[[ Entries provided, beginning ]]

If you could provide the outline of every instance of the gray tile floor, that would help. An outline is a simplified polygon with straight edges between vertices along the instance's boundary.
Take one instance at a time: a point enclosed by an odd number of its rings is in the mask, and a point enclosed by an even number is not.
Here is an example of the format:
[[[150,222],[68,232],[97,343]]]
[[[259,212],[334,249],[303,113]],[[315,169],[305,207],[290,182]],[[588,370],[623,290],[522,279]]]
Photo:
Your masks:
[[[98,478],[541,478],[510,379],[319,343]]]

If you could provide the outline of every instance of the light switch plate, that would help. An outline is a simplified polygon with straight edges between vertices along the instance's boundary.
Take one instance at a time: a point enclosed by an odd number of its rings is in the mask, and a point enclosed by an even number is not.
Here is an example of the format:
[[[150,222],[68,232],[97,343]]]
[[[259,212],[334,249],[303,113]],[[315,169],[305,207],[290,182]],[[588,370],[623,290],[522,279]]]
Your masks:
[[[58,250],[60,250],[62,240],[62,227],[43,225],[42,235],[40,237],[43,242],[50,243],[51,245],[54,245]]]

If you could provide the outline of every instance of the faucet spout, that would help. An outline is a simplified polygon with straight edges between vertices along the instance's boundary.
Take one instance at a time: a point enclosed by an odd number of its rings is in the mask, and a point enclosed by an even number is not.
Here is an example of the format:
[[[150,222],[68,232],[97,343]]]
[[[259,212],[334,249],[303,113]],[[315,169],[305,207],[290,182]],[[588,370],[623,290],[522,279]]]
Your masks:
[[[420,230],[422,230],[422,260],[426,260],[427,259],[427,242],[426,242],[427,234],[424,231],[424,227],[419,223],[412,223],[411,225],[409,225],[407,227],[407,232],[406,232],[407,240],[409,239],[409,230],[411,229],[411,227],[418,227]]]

[[ Entries provided, end ]]

§ Task to complete: Word for word, retype all of the material.

§ Final answer:
If you could provide the outline of every instance of the gray tile floor, that would help. An outline is a simplified polygon with straight edges between vertices along the instance's boundary.
Take one instance at a time: a point enclosed by an odd number of its rings is in the mask, and a point enclosed by an even number is not.
Here is an example of the format:
[[[150,222],[68,232],[97,343]]]
[[[259,212],[334,249],[303,113]],[[315,169],[305,207],[290,182]],[[588,370],[623,290],[522,279]]]
Photo:
Your masks:
[[[98,478],[541,478],[510,379],[319,343]]]

If you could provide the outline of every instance of the light switch plate, that would help. An outline is a simplified polygon with straight edges between vertices along the instance's boundary.
Take one instance at a time: a point enclosed by an odd number of its rings is in the mask, and a point enclosed by an even number is not.
Here is an example of the format:
[[[150,222],[68,232],[97,343]]]
[[[259,212],[334,249],[303,113]],[[315,169],[305,207],[290,182]],[[588,370],[623,290],[522,279]]]
Your masks:
[[[58,250],[60,250],[62,240],[62,227],[43,225],[42,235],[40,237],[43,242],[50,243],[51,245],[54,245]]]

If you could provide the outline of every instance of the faucet spout, that would help. An outline is a simplified polygon with straight edges between vertices along the instance's boundary.
Take one instance at a time: a point enclosed by an odd number of its rings is in the mask, and a point enclosed by an even number is not.
Here is an example of the format:
[[[150,222],[68,232],[97,343]]]
[[[259,212],[334,249],[303,113]],[[315,169],[305,207],[290,182]],[[588,370],[623,290],[522,279]]]
Your masks:
[[[420,230],[422,230],[422,260],[426,260],[427,259],[427,242],[426,242],[427,234],[424,231],[424,227],[419,223],[412,223],[411,225],[409,225],[407,227],[407,232],[406,232],[407,240],[409,239],[409,230],[411,229],[411,227],[418,227]]]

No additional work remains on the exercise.